> _SET PROBLEM 1_
Do these statements agree with the passage on the geometric random variable? For each, answer yes or no and quote the words of the passage that decide it.
(a) The mean number of rolls until getting a one works out to 6.
(b) The measure of spread of a geometric random variable is proven in another video.
(c) The probability that X equals 1 is 5/6.
— Start of EXCERPTED PASSAGE —
So let's say we're going to play a game where on each person's turn they're going to keep rolling this fair six-sided die until we get a one, and we just want to see how many rolls does it take. So let's say we define some random variable, let's call it X, and let's call it the number of rolls until we get a one.

So what's the probability that X is equal to 1? Pause this video and think about it.

All right, the probability that X is equal to 1 means that it only takes us one roll to get a 1. Well, that's going to be a one-sixth probability.

Well, what's the probability that X is equal to two? Well, that means that on the first roll we get something other than a one, so that is going to be 5/6, and then on the second roll, we get a 1, so that has a 1/6 probability.

And we could keep going. What's the probability that X is equal to 3? Pause the video and think about that.

Well, that means we miss on the first two, so we have a 5/6 chance of getting something other than a 1 on the first two rolls, so we could say that's (5/6) times (5/6), or we could write (5/6) squared, and then on the third roll we have the 1/6 chance of getting the 1. So, times 1/6.

And I think you see a pattern here, and you might recognize what type of random variable this is. This is a geometric variable.

Now, how do we know that? Well, each trial or each roll is either a success or a failure. Every time we roll, we either get a one or we don't. We have the same probability of success of rolling a one each trial. These are independent trials, and there's no set number of trials. It could take us an arbitrary number of trials to get the first success, so that's what tells us that we're dealing with the geometric random variable.

Now, one question is: what is going to be the mean of this geometric random variable? Well, we proved in another video where we talk about the expected value of a geometric random variable, we're really talking about the mean of a geometric random variable, and it is a little bit intuitive. If you were to just guess what is the mean of a geometric random variable where the chance of success on each roll is 1/6, you might say, "Well, maybe on average it takes you about six tries," and you would be correct.

The mean of a geometric random variable is one over the probability of success on each trial. So in this situation, the mean is going to be 1 over the probability of success in each trial, which is 1/6, so it's equal to 6.

So, one way to think about it is on average, you would have six trials until you get a one.

Now, another question is: what's a measure of the spread of a geometric random variable? We don't prove this in another video; maybe I'll do it eventually.
— End of EXCERPTED PASSAGE —
— Start of DATA EXCERPTS —
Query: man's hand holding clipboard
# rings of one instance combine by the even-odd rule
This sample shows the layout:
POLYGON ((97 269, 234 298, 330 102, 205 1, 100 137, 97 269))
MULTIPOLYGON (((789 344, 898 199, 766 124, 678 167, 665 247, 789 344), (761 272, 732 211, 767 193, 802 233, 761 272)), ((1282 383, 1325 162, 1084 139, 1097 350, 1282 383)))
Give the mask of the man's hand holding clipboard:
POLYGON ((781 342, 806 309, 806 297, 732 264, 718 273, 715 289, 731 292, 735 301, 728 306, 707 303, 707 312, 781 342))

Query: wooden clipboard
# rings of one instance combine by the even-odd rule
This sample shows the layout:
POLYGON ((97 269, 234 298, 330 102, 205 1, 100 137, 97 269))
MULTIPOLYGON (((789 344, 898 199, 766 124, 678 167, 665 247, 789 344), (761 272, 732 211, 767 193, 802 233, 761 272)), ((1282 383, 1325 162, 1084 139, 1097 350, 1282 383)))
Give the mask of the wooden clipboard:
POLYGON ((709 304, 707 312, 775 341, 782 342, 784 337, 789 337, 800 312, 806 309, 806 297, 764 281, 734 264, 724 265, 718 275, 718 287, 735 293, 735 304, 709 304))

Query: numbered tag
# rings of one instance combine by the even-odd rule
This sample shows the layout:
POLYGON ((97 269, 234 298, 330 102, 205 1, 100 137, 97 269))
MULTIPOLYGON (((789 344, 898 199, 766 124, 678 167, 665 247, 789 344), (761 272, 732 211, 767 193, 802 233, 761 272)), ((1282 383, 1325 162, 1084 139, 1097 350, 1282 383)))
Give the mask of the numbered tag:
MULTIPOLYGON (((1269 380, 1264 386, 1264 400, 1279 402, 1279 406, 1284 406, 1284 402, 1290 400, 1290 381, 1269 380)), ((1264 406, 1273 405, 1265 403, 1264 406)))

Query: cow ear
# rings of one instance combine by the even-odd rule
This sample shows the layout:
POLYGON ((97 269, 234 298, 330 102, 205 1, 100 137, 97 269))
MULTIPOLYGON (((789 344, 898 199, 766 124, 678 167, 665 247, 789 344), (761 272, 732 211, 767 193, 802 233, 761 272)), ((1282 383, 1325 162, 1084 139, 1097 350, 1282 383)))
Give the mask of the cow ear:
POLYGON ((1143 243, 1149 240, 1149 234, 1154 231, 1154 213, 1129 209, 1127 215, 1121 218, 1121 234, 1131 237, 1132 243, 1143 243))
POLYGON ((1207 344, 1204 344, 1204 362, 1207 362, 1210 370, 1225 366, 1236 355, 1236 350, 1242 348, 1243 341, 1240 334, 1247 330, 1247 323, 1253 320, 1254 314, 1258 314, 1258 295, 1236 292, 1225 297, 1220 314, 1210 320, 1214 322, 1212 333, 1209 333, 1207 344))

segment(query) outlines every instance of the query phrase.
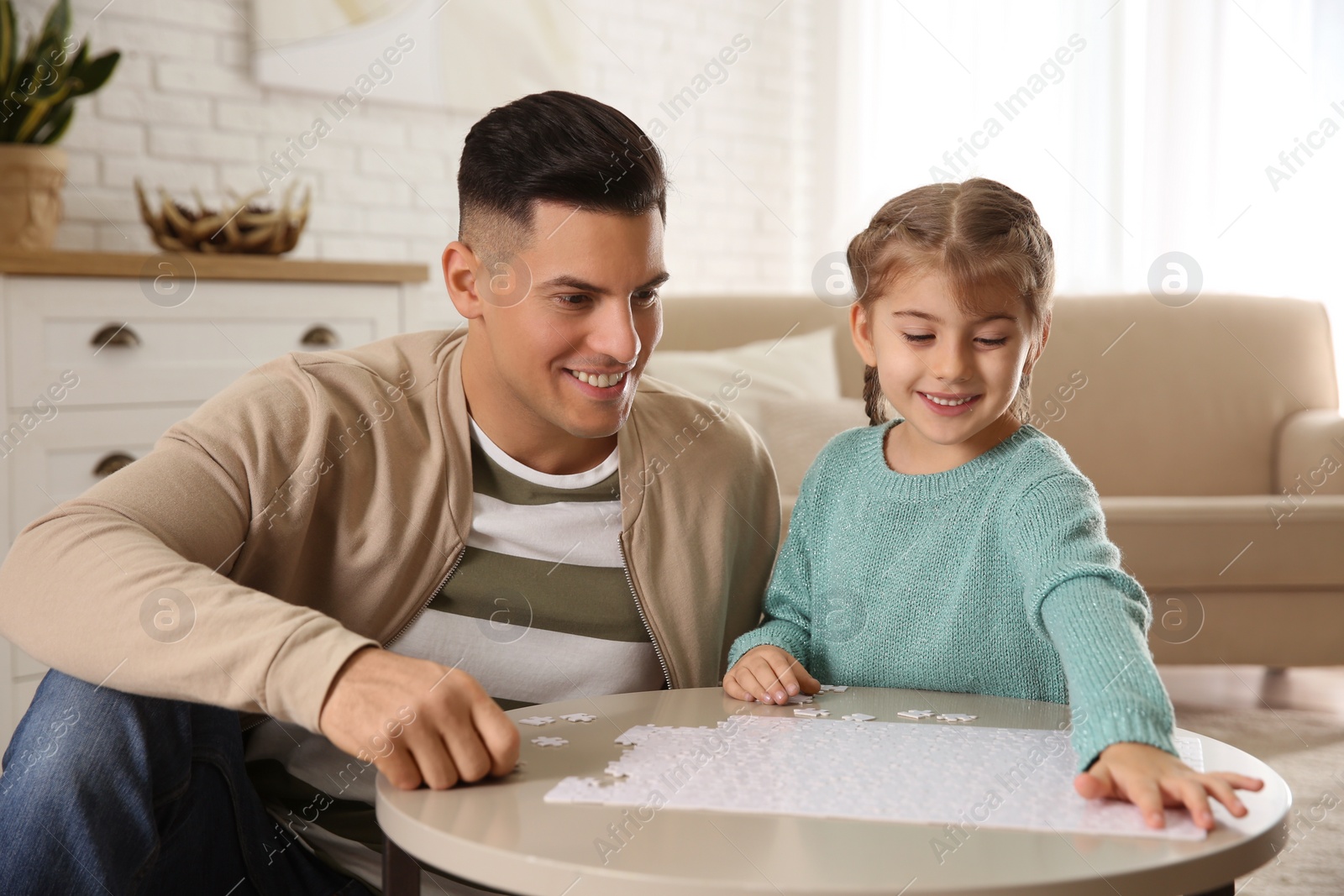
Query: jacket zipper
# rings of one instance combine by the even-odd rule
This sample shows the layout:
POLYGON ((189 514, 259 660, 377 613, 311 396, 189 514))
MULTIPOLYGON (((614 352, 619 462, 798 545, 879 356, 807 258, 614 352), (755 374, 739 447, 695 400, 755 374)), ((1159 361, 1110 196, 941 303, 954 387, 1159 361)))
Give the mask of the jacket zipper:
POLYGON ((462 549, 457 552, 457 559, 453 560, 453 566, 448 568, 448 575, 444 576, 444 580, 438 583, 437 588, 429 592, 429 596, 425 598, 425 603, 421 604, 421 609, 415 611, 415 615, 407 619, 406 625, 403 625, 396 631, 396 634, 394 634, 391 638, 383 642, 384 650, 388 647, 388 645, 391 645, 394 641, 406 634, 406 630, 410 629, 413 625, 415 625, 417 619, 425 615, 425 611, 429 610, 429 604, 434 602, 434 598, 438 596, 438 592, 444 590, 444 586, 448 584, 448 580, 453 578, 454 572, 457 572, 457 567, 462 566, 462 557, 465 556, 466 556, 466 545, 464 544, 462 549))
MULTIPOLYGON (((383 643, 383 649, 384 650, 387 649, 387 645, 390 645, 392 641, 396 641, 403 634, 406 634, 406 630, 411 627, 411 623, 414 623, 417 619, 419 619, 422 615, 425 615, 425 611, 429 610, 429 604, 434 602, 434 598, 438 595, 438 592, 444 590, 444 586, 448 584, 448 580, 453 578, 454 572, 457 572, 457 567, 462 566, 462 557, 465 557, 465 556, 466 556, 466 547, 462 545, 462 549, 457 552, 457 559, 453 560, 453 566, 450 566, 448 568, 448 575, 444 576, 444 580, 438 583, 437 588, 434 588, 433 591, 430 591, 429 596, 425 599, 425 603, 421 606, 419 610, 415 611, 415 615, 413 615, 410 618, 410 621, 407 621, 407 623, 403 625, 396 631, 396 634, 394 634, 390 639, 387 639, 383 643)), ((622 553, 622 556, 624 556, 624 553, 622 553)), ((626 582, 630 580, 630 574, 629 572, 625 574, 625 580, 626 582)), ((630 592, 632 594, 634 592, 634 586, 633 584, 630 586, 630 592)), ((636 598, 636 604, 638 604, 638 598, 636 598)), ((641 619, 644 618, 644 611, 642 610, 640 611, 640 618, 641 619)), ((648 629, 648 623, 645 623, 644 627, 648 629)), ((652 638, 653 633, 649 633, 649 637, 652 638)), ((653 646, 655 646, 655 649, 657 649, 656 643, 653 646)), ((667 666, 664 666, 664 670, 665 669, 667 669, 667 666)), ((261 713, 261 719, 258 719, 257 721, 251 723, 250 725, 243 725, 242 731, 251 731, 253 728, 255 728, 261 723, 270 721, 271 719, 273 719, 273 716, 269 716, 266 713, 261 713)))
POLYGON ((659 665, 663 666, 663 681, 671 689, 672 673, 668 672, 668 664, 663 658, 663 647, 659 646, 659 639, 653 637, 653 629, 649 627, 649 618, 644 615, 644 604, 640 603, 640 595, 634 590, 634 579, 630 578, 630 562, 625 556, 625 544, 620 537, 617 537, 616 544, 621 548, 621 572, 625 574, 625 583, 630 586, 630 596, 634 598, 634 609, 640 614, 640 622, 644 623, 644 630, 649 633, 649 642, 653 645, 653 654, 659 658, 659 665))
— End of DATA EXCERPTS —
> _SET PROBLEM 2_
Rename "numbered tag" to "ear tag" in the rows starting at the line that contains "Query: wooden clipboard" and ending at the line that contains "MULTIPOLYGON (((1269 380, 1264". Give back only those lines, with nothing else changed.

> _REPLY 1_
(a) Yes: "so it's equal to 6."
(b) No: "We don't prove this in another video"
(c) No: "Well, that's going to be a one-sixth probability."

> _REPLY 2_
Query: wooden clipboard
# rings of one instance combine by the even-odd rule
This sample shows the layout:
POLYGON ((97 269, 234 298, 330 102, 205 1, 100 137, 97 269))
MULTIPOLYGON (((789 344, 898 199, 766 124, 678 167, 665 247, 789 344), (761 272, 732 211, 767 193, 802 233, 761 272)), ((1282 383, 1325 162, 1084 139, 1097 350, 1282 383)))
Give the mask of the wooden clipboard:
POLYGON ((709 304, 707 312, 775 341, 782 342, 784 337, 789 337, 800 312, 806 309, 806 297, 764 281, 734 264, 724 265, 718 275, 718 287, 735 293, 735 304, 709 304))

Query: ear tag
# rings of one instance combine by the even-odd rule
This sample shows the layout:
POLYGON ((97 269, 234 298, 330 102, 205 1, 100 137, 97 269))
MULTIPOLYGON (((789 344, 898 199, 766 124, 678 167, 665 247, 789 344), (761 272, 732 211, 767 193, 802 233, 761 272)), ((1282 383, 1325 162, 1084 139, 1097 350, 1282 383)))
Give the mask of the ear tag:
MULTIPOLYGON (((1269 380, 1264 386, 1264 400, 1279 402, 1279 406, 1284 406, 1284 402, 1290 400, 1290 381, 1269 380)), ((1264 406, 1273 405, 1265 403, 1264 406)))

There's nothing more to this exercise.